- _TASK_: Pull out the lines below starting at the one with "Return the mask of every instance of the distant" and ending at the one with "325], [217, 297]]", including both, and repeat them word for word.

- _Outline annotation records_:
━━━━━━━━
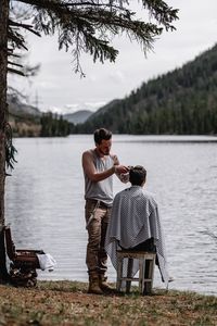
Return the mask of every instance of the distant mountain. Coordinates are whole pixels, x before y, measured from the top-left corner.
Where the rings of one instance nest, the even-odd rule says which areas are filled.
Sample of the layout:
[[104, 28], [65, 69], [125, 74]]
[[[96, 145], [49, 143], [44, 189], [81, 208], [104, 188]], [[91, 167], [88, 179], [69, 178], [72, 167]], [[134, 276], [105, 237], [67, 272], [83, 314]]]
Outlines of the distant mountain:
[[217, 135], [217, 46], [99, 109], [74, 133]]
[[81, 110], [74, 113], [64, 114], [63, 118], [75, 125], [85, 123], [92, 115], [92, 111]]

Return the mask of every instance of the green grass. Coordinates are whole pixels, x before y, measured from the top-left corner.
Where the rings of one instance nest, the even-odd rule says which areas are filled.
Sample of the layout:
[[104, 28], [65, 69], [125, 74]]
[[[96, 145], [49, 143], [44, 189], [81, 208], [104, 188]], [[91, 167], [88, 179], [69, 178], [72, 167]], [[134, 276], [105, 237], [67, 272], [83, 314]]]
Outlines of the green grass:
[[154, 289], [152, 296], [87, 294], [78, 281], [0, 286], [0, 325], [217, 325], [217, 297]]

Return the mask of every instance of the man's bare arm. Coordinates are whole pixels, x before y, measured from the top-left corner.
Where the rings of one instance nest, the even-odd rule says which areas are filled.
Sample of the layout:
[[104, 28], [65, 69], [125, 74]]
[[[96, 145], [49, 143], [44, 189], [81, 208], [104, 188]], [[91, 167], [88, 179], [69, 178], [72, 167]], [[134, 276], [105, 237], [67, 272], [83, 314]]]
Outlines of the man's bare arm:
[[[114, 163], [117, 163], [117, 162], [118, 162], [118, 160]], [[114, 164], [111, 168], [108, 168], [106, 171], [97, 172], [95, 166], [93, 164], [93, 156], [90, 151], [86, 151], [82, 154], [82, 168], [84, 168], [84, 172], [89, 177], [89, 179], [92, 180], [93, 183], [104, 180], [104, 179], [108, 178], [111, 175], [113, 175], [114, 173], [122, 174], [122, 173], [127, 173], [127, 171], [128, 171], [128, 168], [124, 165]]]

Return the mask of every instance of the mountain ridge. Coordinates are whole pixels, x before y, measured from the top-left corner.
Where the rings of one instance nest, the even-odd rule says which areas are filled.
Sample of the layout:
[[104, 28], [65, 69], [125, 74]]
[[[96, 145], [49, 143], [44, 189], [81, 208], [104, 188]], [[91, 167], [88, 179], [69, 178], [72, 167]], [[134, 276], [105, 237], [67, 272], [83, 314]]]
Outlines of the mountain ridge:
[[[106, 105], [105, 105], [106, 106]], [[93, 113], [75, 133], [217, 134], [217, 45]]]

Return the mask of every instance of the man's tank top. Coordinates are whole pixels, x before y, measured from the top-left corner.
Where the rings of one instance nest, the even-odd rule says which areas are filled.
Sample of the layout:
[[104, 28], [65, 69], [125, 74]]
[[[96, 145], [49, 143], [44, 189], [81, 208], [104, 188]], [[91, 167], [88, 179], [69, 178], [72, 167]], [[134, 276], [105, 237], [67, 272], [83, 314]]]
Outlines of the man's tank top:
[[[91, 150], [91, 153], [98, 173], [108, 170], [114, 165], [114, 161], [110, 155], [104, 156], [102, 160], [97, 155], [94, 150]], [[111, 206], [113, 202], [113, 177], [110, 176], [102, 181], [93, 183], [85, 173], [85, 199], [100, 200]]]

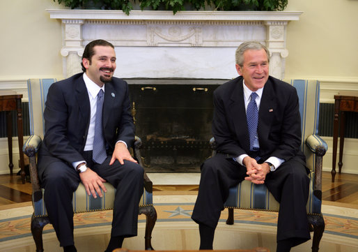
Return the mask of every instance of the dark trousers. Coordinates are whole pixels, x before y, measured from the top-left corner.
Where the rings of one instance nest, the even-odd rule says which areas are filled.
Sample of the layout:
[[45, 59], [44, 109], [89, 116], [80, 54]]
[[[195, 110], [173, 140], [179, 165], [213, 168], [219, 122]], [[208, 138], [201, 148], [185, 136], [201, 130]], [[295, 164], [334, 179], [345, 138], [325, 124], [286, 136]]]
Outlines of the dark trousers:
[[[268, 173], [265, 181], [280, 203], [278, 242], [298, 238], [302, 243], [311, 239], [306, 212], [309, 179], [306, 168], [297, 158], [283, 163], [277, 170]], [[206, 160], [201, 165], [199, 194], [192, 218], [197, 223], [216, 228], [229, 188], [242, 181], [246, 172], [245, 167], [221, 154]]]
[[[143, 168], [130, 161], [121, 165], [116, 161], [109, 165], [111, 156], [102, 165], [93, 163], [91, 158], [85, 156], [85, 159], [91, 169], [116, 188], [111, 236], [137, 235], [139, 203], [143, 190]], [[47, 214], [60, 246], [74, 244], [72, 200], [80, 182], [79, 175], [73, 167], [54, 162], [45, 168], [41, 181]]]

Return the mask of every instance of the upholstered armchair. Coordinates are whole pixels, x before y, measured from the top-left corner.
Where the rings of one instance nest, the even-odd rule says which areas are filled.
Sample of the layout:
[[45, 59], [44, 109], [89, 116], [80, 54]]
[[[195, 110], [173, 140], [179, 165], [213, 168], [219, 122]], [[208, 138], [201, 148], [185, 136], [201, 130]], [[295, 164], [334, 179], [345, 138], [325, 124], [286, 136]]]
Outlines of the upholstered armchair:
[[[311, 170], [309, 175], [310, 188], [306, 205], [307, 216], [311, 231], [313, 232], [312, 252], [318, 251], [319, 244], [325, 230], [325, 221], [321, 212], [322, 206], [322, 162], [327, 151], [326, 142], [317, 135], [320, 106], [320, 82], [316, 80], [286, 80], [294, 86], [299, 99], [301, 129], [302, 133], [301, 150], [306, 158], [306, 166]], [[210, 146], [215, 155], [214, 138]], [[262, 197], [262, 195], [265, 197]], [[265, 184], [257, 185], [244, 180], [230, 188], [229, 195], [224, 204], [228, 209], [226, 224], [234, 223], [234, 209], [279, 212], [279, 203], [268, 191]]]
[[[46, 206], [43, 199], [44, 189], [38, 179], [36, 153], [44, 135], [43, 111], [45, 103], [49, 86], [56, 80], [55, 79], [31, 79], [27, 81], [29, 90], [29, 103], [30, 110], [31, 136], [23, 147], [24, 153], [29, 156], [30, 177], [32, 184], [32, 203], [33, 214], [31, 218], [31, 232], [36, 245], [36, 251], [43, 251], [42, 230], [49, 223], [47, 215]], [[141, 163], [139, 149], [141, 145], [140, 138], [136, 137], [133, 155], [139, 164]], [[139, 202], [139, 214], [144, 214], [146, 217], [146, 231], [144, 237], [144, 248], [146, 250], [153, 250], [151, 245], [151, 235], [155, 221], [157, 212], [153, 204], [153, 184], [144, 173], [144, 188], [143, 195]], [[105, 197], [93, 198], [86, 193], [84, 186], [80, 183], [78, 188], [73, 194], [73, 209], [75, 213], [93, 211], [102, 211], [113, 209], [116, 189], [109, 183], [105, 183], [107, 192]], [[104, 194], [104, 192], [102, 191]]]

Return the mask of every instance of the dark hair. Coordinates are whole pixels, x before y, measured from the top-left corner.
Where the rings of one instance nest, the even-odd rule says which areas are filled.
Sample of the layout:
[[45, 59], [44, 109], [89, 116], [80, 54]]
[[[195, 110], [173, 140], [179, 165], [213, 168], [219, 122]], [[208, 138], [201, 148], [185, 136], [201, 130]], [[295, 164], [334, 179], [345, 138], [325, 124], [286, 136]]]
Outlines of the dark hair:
━━━━━━━━
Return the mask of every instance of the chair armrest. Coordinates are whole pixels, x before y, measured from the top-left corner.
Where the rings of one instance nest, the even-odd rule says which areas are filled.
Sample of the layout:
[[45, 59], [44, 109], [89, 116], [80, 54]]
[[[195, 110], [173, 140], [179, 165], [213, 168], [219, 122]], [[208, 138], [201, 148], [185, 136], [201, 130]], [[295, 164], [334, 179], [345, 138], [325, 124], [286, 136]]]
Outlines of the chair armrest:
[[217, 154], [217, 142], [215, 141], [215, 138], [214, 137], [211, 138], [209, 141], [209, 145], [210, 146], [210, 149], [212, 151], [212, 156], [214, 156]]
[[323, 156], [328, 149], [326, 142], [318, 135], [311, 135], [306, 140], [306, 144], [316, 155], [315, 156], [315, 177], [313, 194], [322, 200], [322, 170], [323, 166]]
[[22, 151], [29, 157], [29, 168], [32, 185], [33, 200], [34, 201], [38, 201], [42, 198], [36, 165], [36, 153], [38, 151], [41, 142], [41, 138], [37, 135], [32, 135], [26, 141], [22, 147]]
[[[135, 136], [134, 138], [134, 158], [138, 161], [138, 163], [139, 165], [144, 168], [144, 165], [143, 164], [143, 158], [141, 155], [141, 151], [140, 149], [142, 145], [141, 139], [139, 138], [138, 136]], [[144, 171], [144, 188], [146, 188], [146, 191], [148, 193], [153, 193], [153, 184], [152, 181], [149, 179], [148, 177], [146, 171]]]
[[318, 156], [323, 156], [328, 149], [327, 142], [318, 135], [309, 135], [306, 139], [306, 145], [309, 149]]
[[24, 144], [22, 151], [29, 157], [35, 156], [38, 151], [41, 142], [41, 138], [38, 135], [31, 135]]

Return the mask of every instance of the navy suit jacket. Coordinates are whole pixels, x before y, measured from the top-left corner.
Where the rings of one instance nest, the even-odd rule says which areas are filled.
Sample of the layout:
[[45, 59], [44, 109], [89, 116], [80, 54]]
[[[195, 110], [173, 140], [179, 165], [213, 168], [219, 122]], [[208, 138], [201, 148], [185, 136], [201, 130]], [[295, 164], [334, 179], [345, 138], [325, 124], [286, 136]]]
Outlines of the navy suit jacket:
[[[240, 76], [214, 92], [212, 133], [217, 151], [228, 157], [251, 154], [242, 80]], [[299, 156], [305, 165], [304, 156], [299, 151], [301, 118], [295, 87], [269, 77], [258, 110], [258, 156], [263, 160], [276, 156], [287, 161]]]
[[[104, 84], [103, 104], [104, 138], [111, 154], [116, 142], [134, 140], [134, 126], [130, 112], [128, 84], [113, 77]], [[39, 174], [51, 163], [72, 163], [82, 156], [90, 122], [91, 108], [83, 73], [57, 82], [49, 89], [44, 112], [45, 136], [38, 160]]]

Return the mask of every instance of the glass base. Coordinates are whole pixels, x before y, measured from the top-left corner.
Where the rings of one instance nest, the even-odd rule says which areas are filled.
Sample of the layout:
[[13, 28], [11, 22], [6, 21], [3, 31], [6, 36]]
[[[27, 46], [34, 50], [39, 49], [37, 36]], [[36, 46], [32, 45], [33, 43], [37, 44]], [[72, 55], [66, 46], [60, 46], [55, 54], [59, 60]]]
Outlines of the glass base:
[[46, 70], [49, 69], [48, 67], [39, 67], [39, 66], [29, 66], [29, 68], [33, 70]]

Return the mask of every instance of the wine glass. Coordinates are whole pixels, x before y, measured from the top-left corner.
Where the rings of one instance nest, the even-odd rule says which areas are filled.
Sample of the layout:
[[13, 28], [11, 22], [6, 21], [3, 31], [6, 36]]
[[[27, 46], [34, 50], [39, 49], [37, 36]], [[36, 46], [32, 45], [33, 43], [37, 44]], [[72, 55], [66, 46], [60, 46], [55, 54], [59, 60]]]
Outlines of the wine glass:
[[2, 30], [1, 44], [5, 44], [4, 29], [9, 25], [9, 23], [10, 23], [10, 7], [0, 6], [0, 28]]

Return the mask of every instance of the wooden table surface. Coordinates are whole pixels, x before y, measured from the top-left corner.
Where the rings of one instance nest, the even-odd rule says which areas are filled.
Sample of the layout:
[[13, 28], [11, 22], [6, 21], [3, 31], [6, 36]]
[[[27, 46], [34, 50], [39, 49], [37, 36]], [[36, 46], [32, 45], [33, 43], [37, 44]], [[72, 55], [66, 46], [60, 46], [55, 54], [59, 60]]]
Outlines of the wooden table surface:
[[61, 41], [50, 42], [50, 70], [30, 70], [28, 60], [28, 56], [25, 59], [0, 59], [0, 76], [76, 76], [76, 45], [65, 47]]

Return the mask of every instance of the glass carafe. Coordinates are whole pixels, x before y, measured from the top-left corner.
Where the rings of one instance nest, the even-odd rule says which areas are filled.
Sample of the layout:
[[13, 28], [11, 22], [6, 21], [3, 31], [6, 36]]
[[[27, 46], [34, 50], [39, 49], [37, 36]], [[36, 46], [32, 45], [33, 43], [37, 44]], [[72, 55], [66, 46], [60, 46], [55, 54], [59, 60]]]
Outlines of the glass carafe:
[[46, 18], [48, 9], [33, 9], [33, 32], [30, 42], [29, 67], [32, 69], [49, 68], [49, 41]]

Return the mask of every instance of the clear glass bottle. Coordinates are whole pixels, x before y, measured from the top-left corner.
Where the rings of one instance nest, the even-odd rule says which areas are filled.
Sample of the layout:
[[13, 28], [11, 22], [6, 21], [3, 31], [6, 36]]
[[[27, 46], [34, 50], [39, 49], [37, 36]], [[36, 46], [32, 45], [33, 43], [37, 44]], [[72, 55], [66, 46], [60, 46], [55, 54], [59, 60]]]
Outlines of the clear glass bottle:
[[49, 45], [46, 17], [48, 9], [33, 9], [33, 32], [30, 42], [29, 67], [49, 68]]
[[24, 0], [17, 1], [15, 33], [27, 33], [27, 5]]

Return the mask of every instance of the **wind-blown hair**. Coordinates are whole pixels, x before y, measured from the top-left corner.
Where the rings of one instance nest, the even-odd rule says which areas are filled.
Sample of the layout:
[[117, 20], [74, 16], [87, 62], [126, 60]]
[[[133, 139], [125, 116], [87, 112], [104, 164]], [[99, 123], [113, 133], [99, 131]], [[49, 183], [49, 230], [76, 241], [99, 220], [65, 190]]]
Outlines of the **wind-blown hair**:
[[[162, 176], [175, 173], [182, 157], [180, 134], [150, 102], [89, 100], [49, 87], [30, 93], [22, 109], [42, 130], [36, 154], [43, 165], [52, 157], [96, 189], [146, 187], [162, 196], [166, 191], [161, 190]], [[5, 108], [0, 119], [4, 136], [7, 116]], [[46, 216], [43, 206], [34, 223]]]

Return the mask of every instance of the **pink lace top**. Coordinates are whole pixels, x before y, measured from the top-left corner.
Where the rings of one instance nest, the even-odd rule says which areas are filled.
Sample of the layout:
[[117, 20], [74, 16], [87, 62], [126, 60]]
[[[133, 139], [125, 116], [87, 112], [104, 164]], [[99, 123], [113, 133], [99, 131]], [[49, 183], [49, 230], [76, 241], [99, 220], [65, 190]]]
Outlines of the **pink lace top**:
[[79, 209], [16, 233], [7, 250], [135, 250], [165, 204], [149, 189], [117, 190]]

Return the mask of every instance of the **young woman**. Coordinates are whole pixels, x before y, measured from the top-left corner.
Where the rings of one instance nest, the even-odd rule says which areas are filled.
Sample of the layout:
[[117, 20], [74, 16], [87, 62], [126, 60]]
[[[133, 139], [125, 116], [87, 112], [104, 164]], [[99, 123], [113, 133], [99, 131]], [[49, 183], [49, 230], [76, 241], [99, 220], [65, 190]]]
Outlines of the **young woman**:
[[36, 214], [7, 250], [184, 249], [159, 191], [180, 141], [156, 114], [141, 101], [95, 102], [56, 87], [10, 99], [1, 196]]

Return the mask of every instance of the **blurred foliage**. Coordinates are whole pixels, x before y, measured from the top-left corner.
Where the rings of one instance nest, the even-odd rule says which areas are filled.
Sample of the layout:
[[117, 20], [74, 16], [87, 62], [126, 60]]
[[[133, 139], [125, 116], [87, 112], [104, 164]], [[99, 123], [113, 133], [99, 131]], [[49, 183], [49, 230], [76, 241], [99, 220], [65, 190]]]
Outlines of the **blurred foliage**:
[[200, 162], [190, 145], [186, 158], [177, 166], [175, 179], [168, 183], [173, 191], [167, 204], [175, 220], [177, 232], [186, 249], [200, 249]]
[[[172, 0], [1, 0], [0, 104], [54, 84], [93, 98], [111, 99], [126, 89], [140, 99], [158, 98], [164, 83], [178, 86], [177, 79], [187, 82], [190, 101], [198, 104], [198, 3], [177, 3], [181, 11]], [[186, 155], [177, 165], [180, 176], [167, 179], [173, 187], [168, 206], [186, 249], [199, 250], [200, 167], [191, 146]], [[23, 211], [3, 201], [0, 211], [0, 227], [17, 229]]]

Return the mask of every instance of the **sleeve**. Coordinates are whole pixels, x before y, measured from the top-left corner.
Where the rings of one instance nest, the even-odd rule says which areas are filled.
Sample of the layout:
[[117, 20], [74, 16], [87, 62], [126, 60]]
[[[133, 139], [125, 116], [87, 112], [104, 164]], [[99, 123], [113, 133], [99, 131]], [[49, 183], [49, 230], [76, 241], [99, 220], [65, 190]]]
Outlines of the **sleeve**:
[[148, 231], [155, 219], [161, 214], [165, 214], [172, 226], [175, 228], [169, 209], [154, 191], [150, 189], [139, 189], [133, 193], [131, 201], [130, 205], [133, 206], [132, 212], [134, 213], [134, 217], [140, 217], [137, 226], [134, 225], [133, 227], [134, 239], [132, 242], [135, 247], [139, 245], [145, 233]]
━━━━━━━━
- _ANSWER TO THE PROBLEM_:
Return the mask of every instance of the distant mountain. Coordinates are whole pixels, x before y, measured from the top-left corner.
Where the rings of one instance nest, the even-odd rule says which areas are filled.
Sample of the layout:
[[104, 28], [65, 69], [125, 74]]
[[[96, 145], [49, 143], [44, 189], [81, 208], [104, 188]], [[91, 167], [88, 179], [69, 178], [72, 167]], [[134, 276], [105, 237], [67, 272], [83, 314]]]
Outlines of the distant mountain:
[[217, 135], [217, 46], [99, 109], [74, 133]]
[[81, 110], [74, 113], [64, 114], [63, 118], [75, 125], [85, 123], [92, 115], [92, 111]]

Return the mask of every instance of the green grass. Coordinates are whole pixels, x before y, measured from the top-left corner.
Where the rings of one instance nest, the even-odd rule says which areas are filled.
Sample of the layout:
[[104, 28], [65, 69], [125, 74]]
[[[96, 145], [49, 143], [44, 189], [81, 208], [104, 188]], [[91, 167], [88, 179], [69, 178], [72, 167]], [[134, 276], [105, 237], [67, 272], [83, 314]]]
Outlines of the green grass:
[[154, 289], [152, 296], [87, 294], [78, 281], [0, 286], [0, 325], [217, 325], [217, 297]]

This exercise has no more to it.